### DATA IN THIS EXERCISE
######
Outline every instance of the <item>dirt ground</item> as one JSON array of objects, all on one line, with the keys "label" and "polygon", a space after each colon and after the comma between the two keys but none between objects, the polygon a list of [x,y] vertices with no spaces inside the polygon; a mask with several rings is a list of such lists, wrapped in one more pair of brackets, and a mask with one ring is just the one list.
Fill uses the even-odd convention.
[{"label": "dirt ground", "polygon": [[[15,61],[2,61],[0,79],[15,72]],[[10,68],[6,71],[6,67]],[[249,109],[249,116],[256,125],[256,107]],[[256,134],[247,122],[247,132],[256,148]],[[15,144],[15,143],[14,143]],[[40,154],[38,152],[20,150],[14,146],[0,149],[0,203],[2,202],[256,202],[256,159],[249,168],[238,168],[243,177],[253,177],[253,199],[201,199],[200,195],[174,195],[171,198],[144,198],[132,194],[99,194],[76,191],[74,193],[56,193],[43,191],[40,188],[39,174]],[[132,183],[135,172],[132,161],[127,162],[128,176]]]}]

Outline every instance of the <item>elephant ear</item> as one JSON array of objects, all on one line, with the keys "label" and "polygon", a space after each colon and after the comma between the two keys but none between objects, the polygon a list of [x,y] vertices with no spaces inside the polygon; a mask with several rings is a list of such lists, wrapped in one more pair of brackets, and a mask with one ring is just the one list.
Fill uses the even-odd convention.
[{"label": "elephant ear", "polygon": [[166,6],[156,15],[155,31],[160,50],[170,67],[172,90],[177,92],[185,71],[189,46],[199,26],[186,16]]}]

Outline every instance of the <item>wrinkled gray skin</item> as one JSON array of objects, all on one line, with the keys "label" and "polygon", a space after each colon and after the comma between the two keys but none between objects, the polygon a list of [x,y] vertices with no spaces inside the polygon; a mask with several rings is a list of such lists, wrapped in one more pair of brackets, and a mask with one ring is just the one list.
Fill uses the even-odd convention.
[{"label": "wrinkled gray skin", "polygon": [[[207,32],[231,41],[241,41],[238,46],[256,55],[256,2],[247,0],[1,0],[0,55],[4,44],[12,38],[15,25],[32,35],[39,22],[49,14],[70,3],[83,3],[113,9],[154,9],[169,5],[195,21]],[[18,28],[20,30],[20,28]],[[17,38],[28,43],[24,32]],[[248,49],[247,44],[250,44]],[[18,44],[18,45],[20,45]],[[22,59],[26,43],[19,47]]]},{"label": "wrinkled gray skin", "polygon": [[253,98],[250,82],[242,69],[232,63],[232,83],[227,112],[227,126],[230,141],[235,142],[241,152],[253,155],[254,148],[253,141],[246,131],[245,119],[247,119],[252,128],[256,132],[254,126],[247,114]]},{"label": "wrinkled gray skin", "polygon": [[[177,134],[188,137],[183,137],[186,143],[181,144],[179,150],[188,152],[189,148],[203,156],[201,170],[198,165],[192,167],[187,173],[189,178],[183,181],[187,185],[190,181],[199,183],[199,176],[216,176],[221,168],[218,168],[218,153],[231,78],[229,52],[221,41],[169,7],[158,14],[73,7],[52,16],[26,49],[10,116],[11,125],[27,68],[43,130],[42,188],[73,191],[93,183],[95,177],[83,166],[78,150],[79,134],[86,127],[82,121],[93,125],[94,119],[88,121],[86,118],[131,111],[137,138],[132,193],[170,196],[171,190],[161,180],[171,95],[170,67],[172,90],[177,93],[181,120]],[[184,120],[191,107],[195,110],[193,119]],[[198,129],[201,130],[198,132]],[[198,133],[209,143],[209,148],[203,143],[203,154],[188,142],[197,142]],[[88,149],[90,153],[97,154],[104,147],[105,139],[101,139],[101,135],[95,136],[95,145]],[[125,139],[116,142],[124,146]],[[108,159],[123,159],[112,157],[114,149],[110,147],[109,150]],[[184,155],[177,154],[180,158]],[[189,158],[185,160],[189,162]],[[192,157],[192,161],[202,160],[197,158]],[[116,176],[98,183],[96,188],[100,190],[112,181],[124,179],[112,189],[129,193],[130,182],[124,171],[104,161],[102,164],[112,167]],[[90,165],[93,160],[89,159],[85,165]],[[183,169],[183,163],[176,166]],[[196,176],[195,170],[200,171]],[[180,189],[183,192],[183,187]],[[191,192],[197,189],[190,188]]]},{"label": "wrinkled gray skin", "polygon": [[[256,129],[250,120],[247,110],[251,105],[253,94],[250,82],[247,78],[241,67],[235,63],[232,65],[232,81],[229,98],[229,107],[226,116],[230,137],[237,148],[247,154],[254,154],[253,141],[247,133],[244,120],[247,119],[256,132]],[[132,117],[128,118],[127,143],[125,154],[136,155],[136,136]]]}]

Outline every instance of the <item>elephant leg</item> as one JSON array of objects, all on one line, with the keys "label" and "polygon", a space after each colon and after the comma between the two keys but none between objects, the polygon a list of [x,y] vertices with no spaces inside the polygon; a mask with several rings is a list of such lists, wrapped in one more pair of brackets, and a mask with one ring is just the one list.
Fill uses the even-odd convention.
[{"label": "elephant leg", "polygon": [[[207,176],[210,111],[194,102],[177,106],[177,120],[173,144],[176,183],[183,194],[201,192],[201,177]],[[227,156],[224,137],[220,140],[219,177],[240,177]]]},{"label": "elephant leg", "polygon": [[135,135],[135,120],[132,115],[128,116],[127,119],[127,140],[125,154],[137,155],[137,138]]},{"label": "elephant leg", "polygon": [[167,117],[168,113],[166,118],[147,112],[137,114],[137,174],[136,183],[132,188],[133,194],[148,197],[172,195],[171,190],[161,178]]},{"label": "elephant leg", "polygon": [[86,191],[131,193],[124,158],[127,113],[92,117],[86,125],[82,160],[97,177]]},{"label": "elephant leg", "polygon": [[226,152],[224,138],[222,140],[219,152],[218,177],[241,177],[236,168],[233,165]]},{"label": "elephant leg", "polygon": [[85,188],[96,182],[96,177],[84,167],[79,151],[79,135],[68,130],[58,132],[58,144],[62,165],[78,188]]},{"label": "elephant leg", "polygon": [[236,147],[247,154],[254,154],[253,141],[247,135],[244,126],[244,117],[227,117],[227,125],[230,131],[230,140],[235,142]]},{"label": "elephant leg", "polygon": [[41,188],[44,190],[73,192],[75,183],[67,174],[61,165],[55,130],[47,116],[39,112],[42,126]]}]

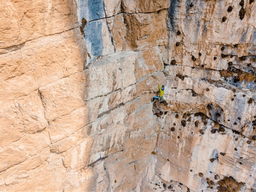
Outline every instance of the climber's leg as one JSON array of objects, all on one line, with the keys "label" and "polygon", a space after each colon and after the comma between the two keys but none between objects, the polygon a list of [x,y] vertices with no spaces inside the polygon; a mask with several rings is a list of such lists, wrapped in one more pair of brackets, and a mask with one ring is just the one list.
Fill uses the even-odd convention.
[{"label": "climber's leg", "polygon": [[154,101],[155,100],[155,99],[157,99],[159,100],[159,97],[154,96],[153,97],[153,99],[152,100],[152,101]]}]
######
### WHAT THE EXERCISE ASKS
Reproduce every one of the entries above word for word, omitting the pictures.

### SOLUTION TO THIS EXERCISE
Outline every instance of the <item>dirt ground</item> as one JSON array of objects, all on one line, with the keys "label" and "polygon", a space after each colon and after the comma between the two keys but none between objects, the polygon a list of [x,y] vertices with no spaces inside the polygon; a mask with several rings is a list of such lists, wrapped in one more pair of brackets, and a mask with one ring is just the one list.
Fill uses the even-odd convention.
[{"label": "dirt ground", "polygon": [[[15,61],[2,61],[0,79],[15,72]],[[10,68],[6,71],[6,67]],[[249,109],[249,116],[256,125],[256,107]],[[256,134],[247,122],[247,132],[256,148]],[[15,144],[15,143],[14,143]],[[40,154],[38,152],[20,150],[14,146],[0,149],[0,203],[2,202],[256,202],[256,159],[249,168],[238,168],[243,177],[253,177],[253,199],[201,199],[200,195],[174,195],[171,198],[144,198],[132,194],[99,194],[76,191],[74,193],[56,193],[43,191],[40,188],[39,174]],[[132,183],[135,172],[132,161],[127,162],[128,176]]]}]

Outline every instance of the <item>elephant ear</item> as one JSON array of objects, all on one line, with the keys "label" and "polygon", a space after each colon and after the comma between the two keys but none between objects, the polygon a list of [x,y] vertices with no spaces inside the polygon; a mask with several rings is a list of such lists, wrapped in one more pair of brackets, and a mask with one ring is just the one list.
Fill uses the even-odd convention.
[{"label": "elephant ear", "polygon": [[166,6],[156,15],[155,31],[160,50],[170,67],[172,90],[177,92],[185,71],[189,46],[199,26],[186,16]]}]

Outline every instance of the <item>wrinkled gray skin</item> as one JSON array of objects, all on one line, with the keys "label" and "polygon", a space after each colon and after the comma between the two keys but none between objects, the polygon a list of [x,y] vertices with no spaces inside the polygon; a mask with several rings is a list of such lists, wrapped in one more pair of brackets, and a mask with one ring is just the one list.
Fill uses the even-odd convention.
[{"label": "wrinkled gray skin", "polygon": [[[207,32],[231,41],[241,41],[238,46],[256,55],[256,2],[247,0],[1,0],[0,55],[4,44],[12,38],[15,25],[32,35],[39,22],[49,14],[70,3],[83,3],[113,9],[154,9],[169,5],[195,21]],[[18,28],[20,30],[20,28]],[[17,38],[28,43],[24,32]],[[248,49],[247,44],[250,44]],[[18,44],[18,45],[20,45]],[[22,59],[26,43],[19,47]]]},{"label": "wrinkled gray skin", "polygon": [[253,98],[250,82],[242,69],[232,63],[232,83],[227,112],[227,126],[230,141],[235,142],[241,152],[253,155],[254,148],[253,141],[246,131],[245,119],[247,119],[252,128],[256,132],[254,126],[247,114]]},{"label": "wrinkled gray skin", "polygon": [[[177,134],[188,137],[183,137],[186,143],[181,144],[179,150],[188,152],[189,148],[203,156],[201,170],[198,165],[192,167],[187,173],[189,178],[183,181],[187,185],[190,181],[199,183],[199,176],[216,176],[221,168],[218,168],[218,153],[231,78],[229,52],[221,41],[169,7],[158,14],[73,7],[52,16],[26,49],[10,116],[11,125],[27,68],[43,130],[42,188],[73,191],[93,183],[95,177],[83,166],[78,150],[79,134],[86,127],[82,121],[93,125],[94,119],[88,121],[86,118],[131,111],[137,138],[132,193],[170,196],[171,190],[161,180],[171,95],[170,67],[172,90],[177,93],[181,120]],[[184,120],[191,107],[195,110],[193,119]],[[198,129],[201,130],[198,132]],[[198,133],[209,143],[209,148],[203,143],[203,154],[188,142],[197,142]],[[88,149],[90,153],[97,154],[104,147],[105,139],[101,139],[101,135],[95,136],[95,145]],[[125,139],[116,142],[124,146]],[[108,159],[123,159],[112,157],[114,149],[110,147],[109,150]],[[184,155],[177,154],[180,158]],[[189,158],[185,160],[189,162]],[[192,157],[192,161],[202,160],[197,158]],[[116,176],[98,183],[96,188],[100,190],[112,181],[124,179],[112,189],[129,193],[130,182],[124,171],[104,161],[102,164],[112,167]],[[90,165],[93,160],[89,159],[85,165]],[[183,169],[183,163],[176,166]],[[196,176],[195,170],[200,171]],[[180,189],[183,192],[183,187]],[[191,192],[197,189],[190,188]]]},{"label": "wrinkled gray skin", "polygon": [[[256,129],[250,120],[247,110],[251,105],[253,94],[250,82],[247,78],[241,67],[235,63],[232,65],[232,81],[229,98],[229,107],[226,116],[230,137],[237,148],[247,154],[254,154],[253,141],[247,133],[244,120],[247,119],[256,132]],[[132,117],[128,118],[127,143],[125,154],[136,155],[136,136]]]}]

Outline every instance of the <item>elephant leg</item> as one JSON array of objects, all on one line, with the keys "label" and "polygon", a space after each colon and after the comma between the two keys but none between objects, the polygon a list of [x,y] vertices with no spaces inside the polygon; a mask with several rings is a list of such lists, wrapped in one more pair of brackets, and a mask with one ring is just the one list.
Fill uses the even-odd convention.
[{"label": "elephant leg", "polygon": [[[207,176],[210,111],[194,102],[177,106],[177,120],[173,144],[176,183],[183,194],[201,192],[201,177]],[[227,156],[224,137],[220,140],[219,177],[240,177]]]},{"label": "elephant leg", "polygon": [[135,135],[135,120],[132,115],[128,116],[127,119],[127,140],[125,154],[137,155],[137,138]]},{"label": "elephant leg", "polygon": [[167,117],[168,113],[166,118],[147,112],[137,114],[137,174],[136,183],[132,188],[133,194],[148,197],[172,195],[171,190],[161,178]]},{"label": "elephant leg", "polygon": [[86,191],[131,193],[124,158],[127,113],[92,117],[86,125],[82,160],[97,177]]},{"label": "elephant leg", "polygon": [[226,152],[224,138],[222,140],[219,152],[218,177],[241,177],[236,168],[233,165]]},{"label": "elephant leg", "polygon": [[85,188],[96,182],[96,177],[84,167],[79,151],[79,135],[68,130],[58,132],[58,144],[62,165],[78,188]]},{"label": "elephant leg", "polygon": [[236,147],[247,154],[254,154],[253,141],[247,135],[244,126],[244,117],[227,117],[227,125],[230,131],[230,140],[235,142]]},{"label": "elephant leg", "polygon": [[41,188],[44,190],[73,192],[75,183],[67,174],[61,165],[55,130],[47,116],[39,112],[42,126]]}]

Outline every instance of the climber's leg as one JSON array of objects, all on one line, with the keys "label" and "polygon", a space after each colon and after the comma between the two keys but none between objects, the polygon a list of [x,y] vertices with no spaces inside the polygon; a mask with several rings is a list of such lists, wrapped in one more pair of brackets, and a mask with one ring is just the one list.
Fill uses the even-odd convention.
[{"label": "climber's leg", "polygon": [[154,101],[155,100],[155,99],[157,99],[159,100],[159,97],[154,96],[153,97],[153,99],[152,100],[152,101]]}]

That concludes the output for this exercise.